## [Request]
Convert the lines below into a two-column CSV with the headers input and output, one row for each text and its answer. Put each in a single quoted field with line breaks replaced by spaces, and leave out the pictures.
=== Material for this exercise ===
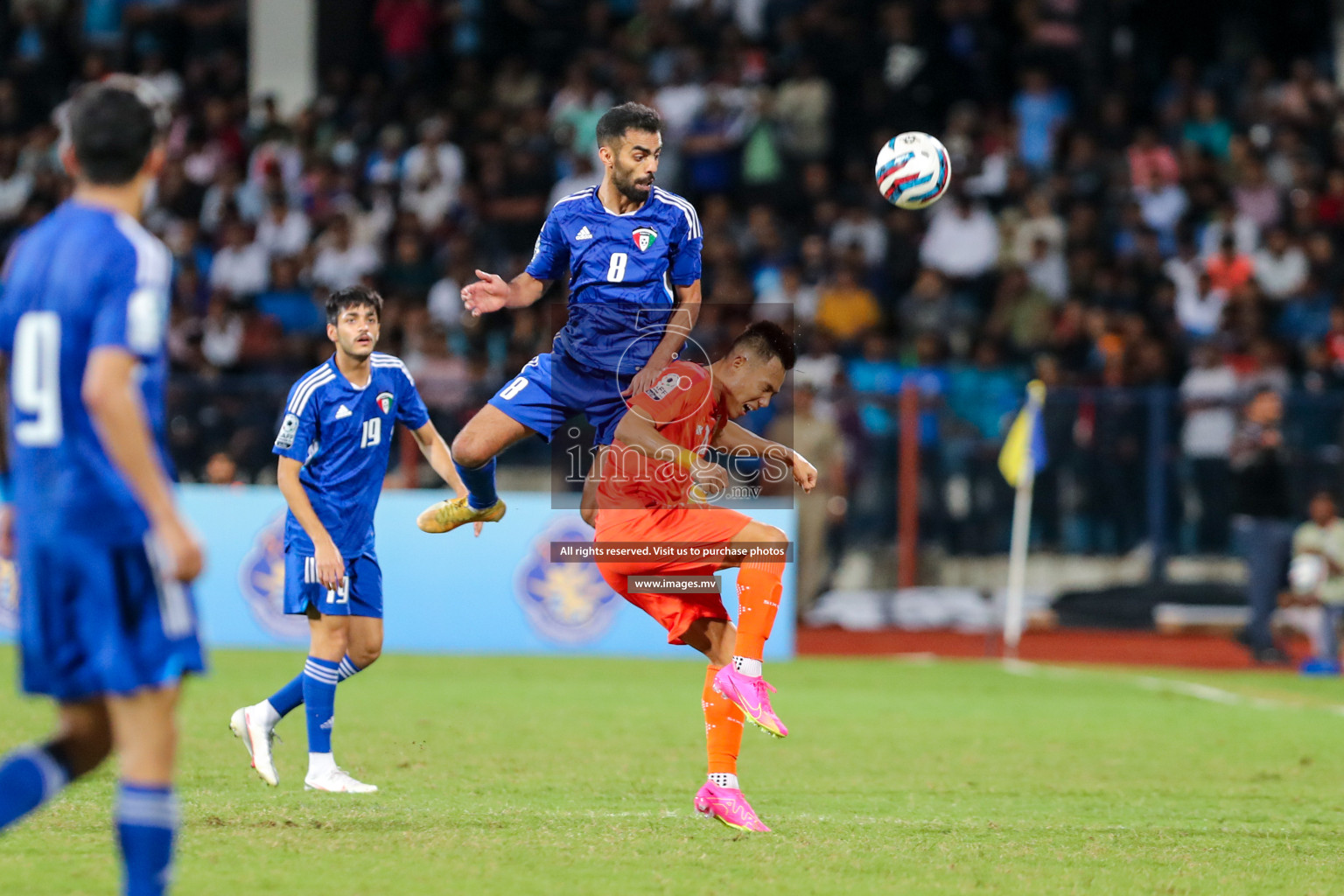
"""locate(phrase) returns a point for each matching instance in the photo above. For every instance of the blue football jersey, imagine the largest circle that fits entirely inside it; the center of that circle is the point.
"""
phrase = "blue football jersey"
(80, 280)
(622, 269)
(341, 436)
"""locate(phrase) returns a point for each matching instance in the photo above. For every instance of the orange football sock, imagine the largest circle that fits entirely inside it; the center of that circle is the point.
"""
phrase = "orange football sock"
(722, 727)
(760, 586)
===
## [Solution below]
input,output
"""""""locate(phrase) returns a point for each matching instance in the photo above. For every instance of the blue football jersey, imagine the largest circle that fits entirely inside it; the center of that circle is the point. """""" phrase = ""blue football jersey""","(80, 280) (622, 269) (341, 436)"
"""""""locate(phrase) returns a point for each matching instance in the photo above. For every instance of the orange football sock, imagine the largest circle that fits entirely inside it; the center of that circle is the point. """""" phrase = ""orange football sock""","(722, 727) (760, 586)"